-- Start Source document --
Smithsonian / US Geological Survey Weekly Volcanic Activity Report, 24 April-30 April 2013
Managing Editor: Sally Kuhn Sennert

Please cite this report as:

Global Volcanism Program, 2013. Report on White Island (New Zealand). In: Sennert, S K (ed.), Weekly Volcanic Activity Report, 24 April-30 April 2013. Smithsonian Institution and US Geological Survey.

Volcano Profile |  Weekly Report (24 April-30 April 2013)


White Island

New Zealand

37.52°S, 177.18°E; summit elev. 321 m

All times are local (unless otherwise noted)


On 29 April GeoNet Data Centre reported that activity at White Island remained at a persistently low level, characterized by tremor and degassing. No mud or ash eruptions had been observed since early April. A volcanologist visited the island the previous week and observed that increased rainfall had caused the two lakes to merge together into one larger lake. The temperature of the lake was 62 degrees Celsius and the lava-dome temperature was 200 degrees. The lower level of activity prompted GeoNet to reduce the Aviation Colour Code to Green (indicating no active eruption). The Volcano Alert Level remained at 1 (on a scale of 0-5).

Geologic Background. Uninhabited 2 x 2.4 km White Island, one of New Zealand's most active volcanoes, is the emergent summit of a 16 x 18 km submarine volcano in the Bay of Plenty about 50 km offshore of North Island. The island consists of two overlapping andesitic-to-dacitic stratovolcanoes; the summit crater appears to be breached to the SE, because the shoreline corresponds to the level of several notches in the SE crater wall. Volckner Rocks, four sea stacks that are remnants of a lava dome, lie 5 km NNE. Intermittent moderate phreatomagmatic and strombolian eruptions have occurred throughout the short historical period beginning in 1826, but its activity also forms a prominent part of Maori legends. Formation of many new vents during the 19th and 20th centuries has produced rapid changes in crater floor topography. Collapse of the crater wall in 1914 produced a debris avalanche that buried buildings and workers at a sulfur-mining project.
-- End Source document --
▶ [Work instructions]:
1) Decide whether each statement agrees with the White Island report: (a) A volcanologist saw that increased rainfall had joined two lakes into one larger lake. (b) The Volcano Alert Level was raised to 2. (c) Volckner Rocks lie 5 km to the south-southwest. Answer yes or no for each, quoting the words of the report that settle it.
2) Rewrite the part of the White Island report that opens with the words containing "Smithsonian / US" and closes with "US Geological Survey.", using "USGS" in place of "US Geological Survey".
3) According to the White Island report, why does the summit crater appear to be breached to the southeast?
-- Start Raw data --
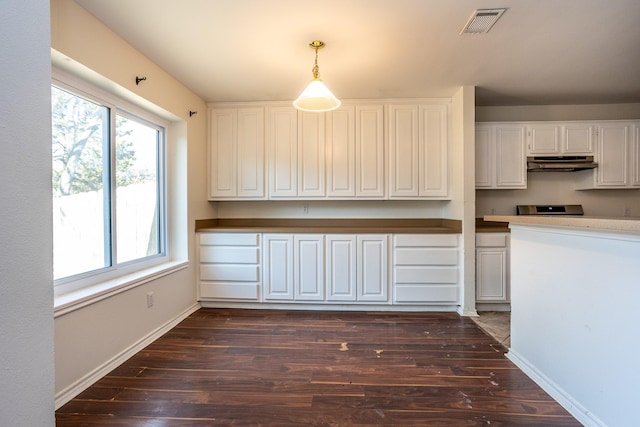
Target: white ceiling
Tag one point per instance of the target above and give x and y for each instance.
-- End Raw data --
▶ [Solutions to each task]:
1)
(a) Yes: "increased rainfall had caused the two lakes to merge together into one larger lake."
(b) No: "The Volcano Alert Level remained at 1 (on a scale of 0-5)."
(c) No: "Volckner Rocks, four sea stacks that are remnants of a lava dome, lie 5 km NNE."

2)
Smithsonian / USGS Weekly Volcanic Activity Report, 24 April-30 April 2013
Managing Editor: Sally Kuhn Sennert

Please cite this report as:

Global Volcanism Program, 2013. Report on White Island (New Zealand). In: Sennert, S K (ed.), Weekly Volcanic Activity Report, 24 April-30 April 2013. Smithsonian Institution and USGS.

3) The summit crater appears to be breached to the southeast because the shoreline corresponds to the level of several notches in the southeast crater wall.